> **EJERCICIOS PROPUESTOS**:
- a) Imprime el fragmento del texto sobre los precios del transporte que empieza en las palabras "Esto llama la" y termina después de "solapa. Un lujo.".
- b) Indica si cada afirmación concuerda con el texto sobre los precios del transporte, respondiendo sí o no y citando textualmente las palabras del texto que lo deciden: (i) el viaje en tren y autobús hasta Aumont Aubrac costaba cerca de 130 € solo de ida; (ii) el vuelo Alicante-Oslo lo operaba la compañía irlandesa de las gangas; (iii) los dos billetes a Milán costaron 81 € en total, ida y vuelta.

> **TEXTO SELECCIONADO**:
DE BILLETES Y
PRECIOS
No tiene ni
pies ni cabeza. Me refiero a los precios del transporte de pasajeros. En las
últimas semanas he adquirido algunos billetes que confirman lo absurdo del
sistema. Cuidado, no digo que sea justo, injusto o que no comprenda los
entresijos: solo he mencionado lo absurdo. Veamos: intenté sacar un billete de
tren para ir a un pueblo del Macizo Central francés que se llama Aumont Aubrac,
a 823 kilómetros de Valencia, en donde vivo. La única solución que me daba la
página de la compañía de los Caminos de Hierro SNCF -la RENFE francesa- era un
billete Barcelona-Montpellier y de allí un autobús hasta Millau y otro autobús
al pueblo de Aumont en cuestión, que sumado al Euromed Valencia-Barcelona llevaba
13 horas de viaje (como ir a California) y un precio cercano a los 130 € (sólo
ida). Un viaje, pues, largo, incómodo y nada barato. Desalentado en parte por
la incomodidad y precio del periplo desistí de hacerlo. La semana pasada, por
el contrario, adquirí un billete de avión Alicante-Oslo para un familiar que
hubo de modificar la fecha del viaje prácticamente de un día para otro. ¿Saben
qué precio pagué por el mismo? ¡38 €! 38 pavos por un billete de avión para
cubrir un trayecto de 3.153 km en tres horas cuarenta y cinco minutos de vuelo.
Increíble. Les diré, encima, que no lo operaba la compañía irlandesa proveedora
de gangas que todos tenemos en mente, no. Se trata de otra compañía escandinava
de mayor caché, de las que proporcionan
wifi a bordo. Un chollo. ¿Casualidad? No tanto. Esta misma
semana he adquirido dos billetes de avión Valencia-Milán, esta vez sí, en la
compañía irlandesa de los chollos para el mes de octubre por el precio de… 81€,
dos personas, ida y vuelta. Como lo oyen: cuarenta euros por persona cuesta, en
los días elegidos por mí, ir y volver a Milán cubriendo una distancia de 1.320
kms en dos horas. Es decir, por el precio de ir en tren y autobús en un largo e
incómodo viaje de 13 horas con sus inconvenientes enlaces a un pueblo del Languedoc-Roussillón va una
persona a Oslo (Noruega) y dos personas a Milán ida y vuelta más o menos
cómodamente invirtiendo un total de
menos de ocho horas. ¡Albricias! ¡Las sardinas a duro y el caviar a cuatro
pesetas!
Esto llama la
atención a los de nuestra generación pero no tanto a los jóvenes. Nosotros
vivimos la época en que el viaje en avión era elitista. Viajábamos poco,
pagábamos mucho y se nos atendía en los aviones con bebida gratis a discreción,
comidita de bandeja de la Señorita Pepis, prensa de cortesía (en aquellos
tiempos la gente leía) y otras atenciones dispensadas por señoritas
(mayormente) aderezadas con foulard o pañuelo a lo Barón Rojo, con falda hasta
la rodilla y algún distintivo alado a modo de alfiler en la solapa. Un lujo.

> **CONJUNTO DE DATOS**:
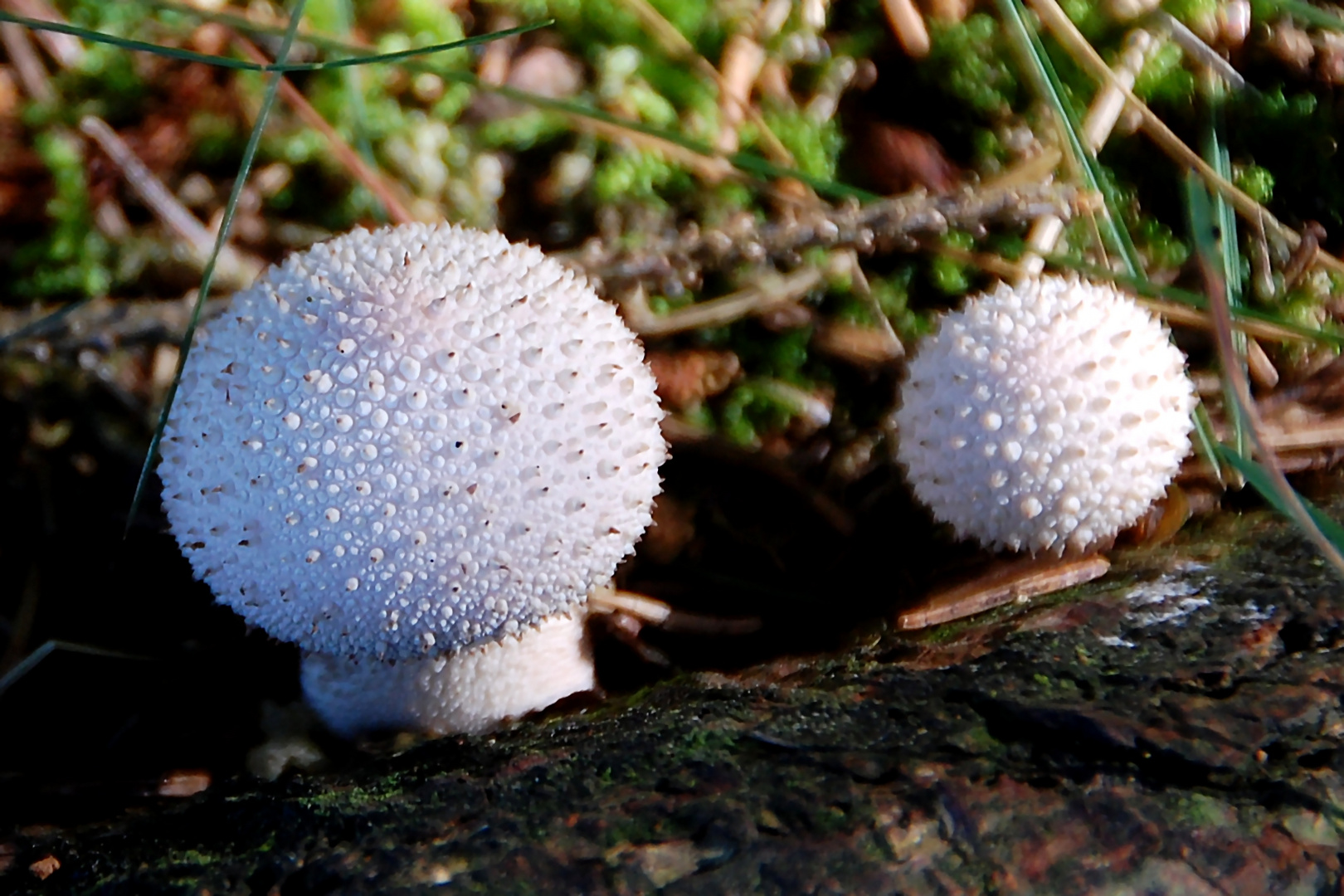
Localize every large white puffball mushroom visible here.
[897,277,1195,553]
[303,612,596,738]
[158,224,665,660]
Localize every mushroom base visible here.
[301,608,597,738]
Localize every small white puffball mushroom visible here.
[158,224,667,736]
[303,612,596,738]
[895,277,1195,553]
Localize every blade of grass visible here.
[122,0,306,538]
[1021,0,1344,274]
[1195,399,1227,485]
[1210,75,1250,470]
[336,0,386,218]
[1045,256,1344,348]
[143,0,882,202]
[0,640,149,696]
[234,33,416,224]
[1186,172,1344,577]
[1219,445,1344,547]
[0,9,553,74]
[996,0,1144,277]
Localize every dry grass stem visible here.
[1246,338,1278,390]
[1019,30,1157,268]
[4,0,85,69]
[0,290,226,354]
[1027,0,1344,274]
[583,184,1095,293]
[897,555,1110,631]
[625,0,794,168]
[562,113,741,184]
[1153,11,1246,90]
[882,0,933,59]
[811,321,904,367]
[80,115,265,289]
[716,33,765,153]
[232,33,416,224]
[1138,295,1313,343]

> **RESPUESTAS DEL EJERCICIO**:
- a)
Esto llama la
atención a los de nuestra generación pero no tanto a los jóvenes. Nosotros
vivimos la época en que el viaje en avión era elitista. Viajábamos poco,
pagábamos mucho y se nos atendía en los aviones con bebida gratis a discreción,
comidita de bandeja de la Señorita Pepis, prensa de cortesía (en aquellos
tiempos la gente leía) y otras atenciones dispensadas por señoritas
(mayormente) aderezadas con foulard o pañuelo a lo Barón Rojo, con falda hasta
la rodilla y algún distintivo alado a modo de alfiler en la solapa. Un lujo.

- b)
(i) Sí: "un precio cercano a los 130 € (sólo ida)".
(ii) No: "no lo operaba la compañía irlandesa proveedora de gangas que todos tenemos en mente, no".
(iii) Sí: "81€, dos personas, ida y vuelta".